_WHAT THIS TASK INVOLVES_:
Where does the string "below" appear in the records? Copy each line that holds it.

Stored items from a collection:
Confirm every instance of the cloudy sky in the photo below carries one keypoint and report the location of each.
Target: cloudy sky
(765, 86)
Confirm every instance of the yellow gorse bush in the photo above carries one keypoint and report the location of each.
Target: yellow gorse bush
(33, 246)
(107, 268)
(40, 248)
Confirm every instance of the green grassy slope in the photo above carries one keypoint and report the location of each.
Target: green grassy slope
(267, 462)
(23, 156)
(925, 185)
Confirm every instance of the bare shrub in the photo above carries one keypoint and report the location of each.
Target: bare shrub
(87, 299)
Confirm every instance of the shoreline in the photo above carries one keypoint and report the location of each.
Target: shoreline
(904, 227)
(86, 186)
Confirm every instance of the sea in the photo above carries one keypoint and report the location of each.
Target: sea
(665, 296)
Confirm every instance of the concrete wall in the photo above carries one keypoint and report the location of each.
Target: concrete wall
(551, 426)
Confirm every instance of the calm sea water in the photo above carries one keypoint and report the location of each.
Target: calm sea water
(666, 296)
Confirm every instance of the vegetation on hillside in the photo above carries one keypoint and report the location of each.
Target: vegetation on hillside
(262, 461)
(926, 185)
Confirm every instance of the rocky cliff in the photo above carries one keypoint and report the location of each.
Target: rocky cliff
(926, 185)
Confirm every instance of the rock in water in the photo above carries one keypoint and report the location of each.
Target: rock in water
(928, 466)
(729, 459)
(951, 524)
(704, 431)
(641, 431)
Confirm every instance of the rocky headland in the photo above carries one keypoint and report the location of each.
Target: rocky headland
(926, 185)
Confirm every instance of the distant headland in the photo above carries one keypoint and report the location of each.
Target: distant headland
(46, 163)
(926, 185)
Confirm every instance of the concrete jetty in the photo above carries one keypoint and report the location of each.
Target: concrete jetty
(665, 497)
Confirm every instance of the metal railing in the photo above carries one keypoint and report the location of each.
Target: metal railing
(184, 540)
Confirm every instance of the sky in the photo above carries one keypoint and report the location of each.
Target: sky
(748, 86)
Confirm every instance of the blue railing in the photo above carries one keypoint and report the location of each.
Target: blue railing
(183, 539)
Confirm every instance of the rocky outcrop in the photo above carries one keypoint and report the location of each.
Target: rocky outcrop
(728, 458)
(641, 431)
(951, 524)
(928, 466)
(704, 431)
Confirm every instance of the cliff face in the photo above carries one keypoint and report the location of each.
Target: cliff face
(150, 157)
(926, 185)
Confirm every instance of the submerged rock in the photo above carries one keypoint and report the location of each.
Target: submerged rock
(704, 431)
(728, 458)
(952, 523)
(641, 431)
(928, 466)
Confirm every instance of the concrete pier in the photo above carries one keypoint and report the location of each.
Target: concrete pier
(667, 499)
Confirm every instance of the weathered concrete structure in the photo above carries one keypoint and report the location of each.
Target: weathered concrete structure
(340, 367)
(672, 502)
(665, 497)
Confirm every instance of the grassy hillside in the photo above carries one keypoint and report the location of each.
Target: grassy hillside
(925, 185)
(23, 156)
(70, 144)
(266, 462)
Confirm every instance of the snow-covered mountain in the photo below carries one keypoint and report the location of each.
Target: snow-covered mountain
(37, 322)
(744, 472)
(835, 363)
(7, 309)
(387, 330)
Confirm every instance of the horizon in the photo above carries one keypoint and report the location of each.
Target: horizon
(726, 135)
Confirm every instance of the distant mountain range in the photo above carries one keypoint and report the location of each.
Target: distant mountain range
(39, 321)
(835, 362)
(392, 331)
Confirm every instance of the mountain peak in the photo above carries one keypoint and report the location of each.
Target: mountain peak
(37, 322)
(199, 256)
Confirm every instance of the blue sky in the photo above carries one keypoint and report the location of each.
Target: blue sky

_ANSWER SECTION_:
Confirm every instance of the cloudy sky in the photo below carries one keypoint and report the location of each.
Confirm every instance of the snow-covered mountain in the photo below carries one keypoint and report the location of each.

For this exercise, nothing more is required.